Location identification records:
[BEGIN]

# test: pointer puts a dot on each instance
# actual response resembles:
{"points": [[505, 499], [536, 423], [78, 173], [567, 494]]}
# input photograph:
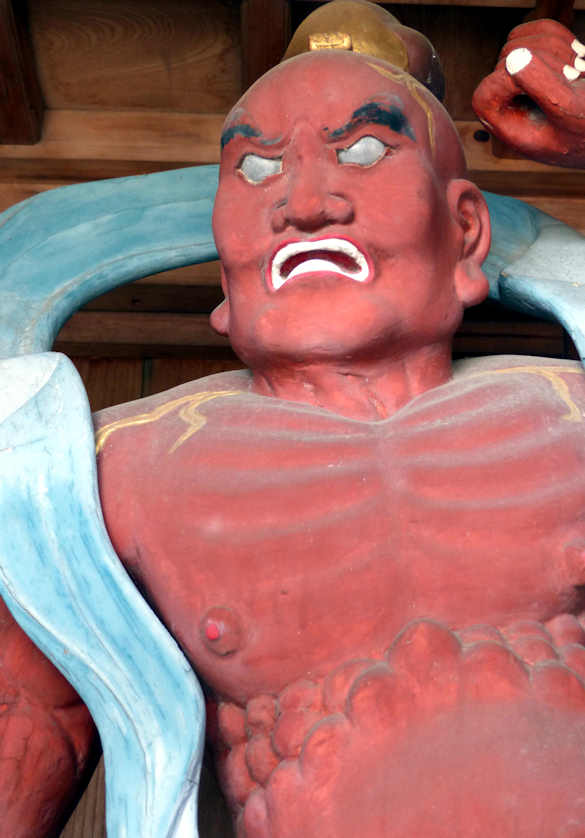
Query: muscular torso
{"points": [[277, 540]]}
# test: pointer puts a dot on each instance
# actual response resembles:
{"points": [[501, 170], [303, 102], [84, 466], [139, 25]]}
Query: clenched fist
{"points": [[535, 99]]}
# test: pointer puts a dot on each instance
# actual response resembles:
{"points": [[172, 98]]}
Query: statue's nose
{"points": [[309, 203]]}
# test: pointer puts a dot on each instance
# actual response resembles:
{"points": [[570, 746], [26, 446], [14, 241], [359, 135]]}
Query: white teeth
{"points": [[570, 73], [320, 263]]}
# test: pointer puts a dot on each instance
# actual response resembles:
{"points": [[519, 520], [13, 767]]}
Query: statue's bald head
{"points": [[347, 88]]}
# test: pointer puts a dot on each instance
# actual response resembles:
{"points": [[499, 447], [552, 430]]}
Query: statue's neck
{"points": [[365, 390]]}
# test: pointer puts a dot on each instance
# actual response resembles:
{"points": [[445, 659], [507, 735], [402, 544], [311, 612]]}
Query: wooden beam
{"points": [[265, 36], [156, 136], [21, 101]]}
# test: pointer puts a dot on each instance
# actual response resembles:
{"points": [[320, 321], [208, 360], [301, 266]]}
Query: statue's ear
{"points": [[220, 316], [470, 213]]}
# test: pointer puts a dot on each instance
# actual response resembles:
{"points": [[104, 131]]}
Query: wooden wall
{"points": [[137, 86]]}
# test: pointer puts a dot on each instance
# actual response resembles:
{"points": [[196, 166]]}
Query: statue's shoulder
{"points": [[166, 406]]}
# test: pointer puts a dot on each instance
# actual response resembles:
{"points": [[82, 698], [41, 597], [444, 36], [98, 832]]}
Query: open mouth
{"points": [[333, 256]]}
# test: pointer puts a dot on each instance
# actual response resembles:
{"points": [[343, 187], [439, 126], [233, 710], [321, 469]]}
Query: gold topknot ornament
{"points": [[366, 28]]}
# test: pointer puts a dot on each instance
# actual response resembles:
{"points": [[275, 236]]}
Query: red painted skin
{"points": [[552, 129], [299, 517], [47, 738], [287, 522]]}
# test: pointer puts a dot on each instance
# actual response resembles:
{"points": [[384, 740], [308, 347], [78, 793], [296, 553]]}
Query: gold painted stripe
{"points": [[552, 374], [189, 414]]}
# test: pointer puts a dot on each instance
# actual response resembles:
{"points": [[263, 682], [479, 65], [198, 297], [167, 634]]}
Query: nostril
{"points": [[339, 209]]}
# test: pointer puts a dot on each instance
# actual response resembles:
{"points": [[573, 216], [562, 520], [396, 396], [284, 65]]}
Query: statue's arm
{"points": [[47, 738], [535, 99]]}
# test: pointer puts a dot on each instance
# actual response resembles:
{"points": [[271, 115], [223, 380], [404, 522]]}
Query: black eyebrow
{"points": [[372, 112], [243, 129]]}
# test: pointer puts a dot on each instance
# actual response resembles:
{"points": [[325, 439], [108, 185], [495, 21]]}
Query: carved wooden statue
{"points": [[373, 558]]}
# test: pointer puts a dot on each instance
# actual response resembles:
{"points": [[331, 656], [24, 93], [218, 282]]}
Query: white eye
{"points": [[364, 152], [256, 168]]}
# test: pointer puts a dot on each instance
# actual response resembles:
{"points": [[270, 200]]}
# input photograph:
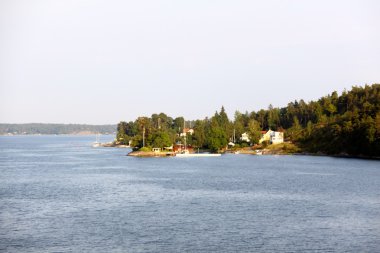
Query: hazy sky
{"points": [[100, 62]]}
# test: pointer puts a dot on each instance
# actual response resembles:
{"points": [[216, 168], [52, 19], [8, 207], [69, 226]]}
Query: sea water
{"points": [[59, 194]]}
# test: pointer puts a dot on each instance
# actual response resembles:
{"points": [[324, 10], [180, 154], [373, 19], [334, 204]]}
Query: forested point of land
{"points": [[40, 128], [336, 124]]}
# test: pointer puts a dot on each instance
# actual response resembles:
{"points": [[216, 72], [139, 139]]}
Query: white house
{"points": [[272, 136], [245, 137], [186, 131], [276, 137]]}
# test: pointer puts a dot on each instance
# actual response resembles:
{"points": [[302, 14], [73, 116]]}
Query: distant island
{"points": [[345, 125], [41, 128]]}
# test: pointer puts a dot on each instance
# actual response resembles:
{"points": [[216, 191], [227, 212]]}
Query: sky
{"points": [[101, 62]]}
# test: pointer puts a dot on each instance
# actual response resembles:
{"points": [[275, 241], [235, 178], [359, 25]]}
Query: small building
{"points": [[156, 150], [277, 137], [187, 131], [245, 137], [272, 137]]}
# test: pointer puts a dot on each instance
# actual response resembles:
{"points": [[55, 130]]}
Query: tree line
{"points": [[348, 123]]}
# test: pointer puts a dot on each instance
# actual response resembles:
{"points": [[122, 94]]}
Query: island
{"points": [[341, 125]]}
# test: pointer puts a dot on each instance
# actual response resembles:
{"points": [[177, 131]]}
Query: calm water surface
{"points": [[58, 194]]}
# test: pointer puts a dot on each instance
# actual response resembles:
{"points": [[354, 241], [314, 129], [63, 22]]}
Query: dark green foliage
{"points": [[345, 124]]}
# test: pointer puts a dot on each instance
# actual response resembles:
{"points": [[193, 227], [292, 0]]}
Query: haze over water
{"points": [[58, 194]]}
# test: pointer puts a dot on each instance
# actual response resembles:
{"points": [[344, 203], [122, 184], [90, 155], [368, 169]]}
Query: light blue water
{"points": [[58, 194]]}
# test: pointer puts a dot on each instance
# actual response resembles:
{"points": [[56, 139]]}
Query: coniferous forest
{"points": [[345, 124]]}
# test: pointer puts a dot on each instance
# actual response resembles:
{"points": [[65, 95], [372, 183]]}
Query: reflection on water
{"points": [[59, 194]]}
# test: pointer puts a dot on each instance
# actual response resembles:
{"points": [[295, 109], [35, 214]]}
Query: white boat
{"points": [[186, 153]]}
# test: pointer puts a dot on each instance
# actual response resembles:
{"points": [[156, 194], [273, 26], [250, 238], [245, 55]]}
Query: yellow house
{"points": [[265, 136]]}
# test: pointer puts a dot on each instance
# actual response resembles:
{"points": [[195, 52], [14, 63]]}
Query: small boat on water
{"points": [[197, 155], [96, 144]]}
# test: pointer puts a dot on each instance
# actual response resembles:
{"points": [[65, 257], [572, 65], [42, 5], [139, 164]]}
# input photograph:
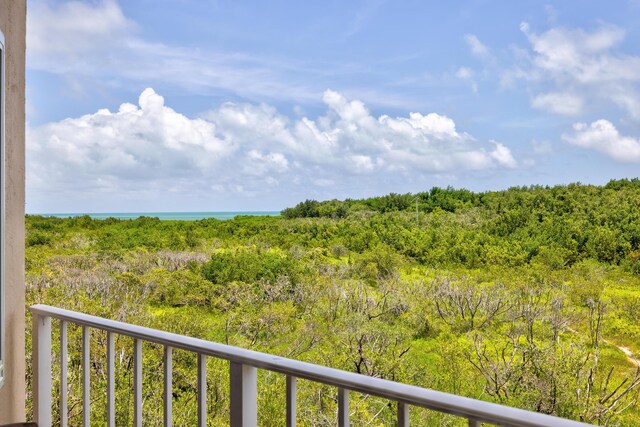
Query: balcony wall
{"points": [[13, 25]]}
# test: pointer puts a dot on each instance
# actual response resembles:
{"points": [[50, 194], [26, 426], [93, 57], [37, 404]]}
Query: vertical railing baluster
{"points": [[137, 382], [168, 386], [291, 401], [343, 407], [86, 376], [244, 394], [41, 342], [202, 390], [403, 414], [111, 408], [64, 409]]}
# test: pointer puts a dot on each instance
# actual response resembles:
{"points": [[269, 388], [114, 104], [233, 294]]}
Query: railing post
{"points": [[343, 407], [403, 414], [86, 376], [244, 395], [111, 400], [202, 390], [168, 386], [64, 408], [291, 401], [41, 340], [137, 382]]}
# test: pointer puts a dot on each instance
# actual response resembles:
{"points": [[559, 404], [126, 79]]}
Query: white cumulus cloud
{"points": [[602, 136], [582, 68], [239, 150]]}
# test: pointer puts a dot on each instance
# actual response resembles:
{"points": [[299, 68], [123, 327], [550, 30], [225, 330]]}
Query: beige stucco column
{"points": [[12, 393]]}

[END]
[BEGIN]

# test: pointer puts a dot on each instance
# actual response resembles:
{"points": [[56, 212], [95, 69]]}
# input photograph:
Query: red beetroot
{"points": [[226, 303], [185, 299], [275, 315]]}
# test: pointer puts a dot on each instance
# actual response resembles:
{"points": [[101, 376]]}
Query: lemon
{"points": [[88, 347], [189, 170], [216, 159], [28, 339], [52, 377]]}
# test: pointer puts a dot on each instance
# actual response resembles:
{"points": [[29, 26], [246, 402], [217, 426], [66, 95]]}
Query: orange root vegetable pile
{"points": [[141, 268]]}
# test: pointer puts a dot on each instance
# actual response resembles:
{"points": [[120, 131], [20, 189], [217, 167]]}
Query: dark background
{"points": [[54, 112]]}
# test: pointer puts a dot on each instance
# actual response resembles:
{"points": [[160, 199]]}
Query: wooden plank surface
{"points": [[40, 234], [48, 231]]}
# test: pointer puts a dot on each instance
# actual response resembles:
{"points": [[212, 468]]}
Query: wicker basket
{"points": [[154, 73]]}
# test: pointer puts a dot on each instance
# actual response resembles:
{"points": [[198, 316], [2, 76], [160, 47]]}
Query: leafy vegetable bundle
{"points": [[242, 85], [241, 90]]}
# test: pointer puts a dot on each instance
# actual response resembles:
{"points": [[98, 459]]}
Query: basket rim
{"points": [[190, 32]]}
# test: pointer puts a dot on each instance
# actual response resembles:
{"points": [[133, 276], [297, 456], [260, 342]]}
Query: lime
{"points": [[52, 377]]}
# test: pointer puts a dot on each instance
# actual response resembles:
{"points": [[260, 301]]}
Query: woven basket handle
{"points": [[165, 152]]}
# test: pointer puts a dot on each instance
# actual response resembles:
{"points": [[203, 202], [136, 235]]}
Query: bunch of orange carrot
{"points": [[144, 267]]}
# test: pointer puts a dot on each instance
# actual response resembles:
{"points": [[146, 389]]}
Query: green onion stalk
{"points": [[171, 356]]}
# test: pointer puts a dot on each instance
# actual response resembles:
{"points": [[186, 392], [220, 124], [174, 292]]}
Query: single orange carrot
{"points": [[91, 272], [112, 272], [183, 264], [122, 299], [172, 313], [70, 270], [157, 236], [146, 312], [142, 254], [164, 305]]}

[END]

* _WHAT THE TASK ASKS_
Locate every line in the records above that contains the string "boat" and copy each one.

* _WRITTEN ANSWER_
Query: white boat
Query: small boat on water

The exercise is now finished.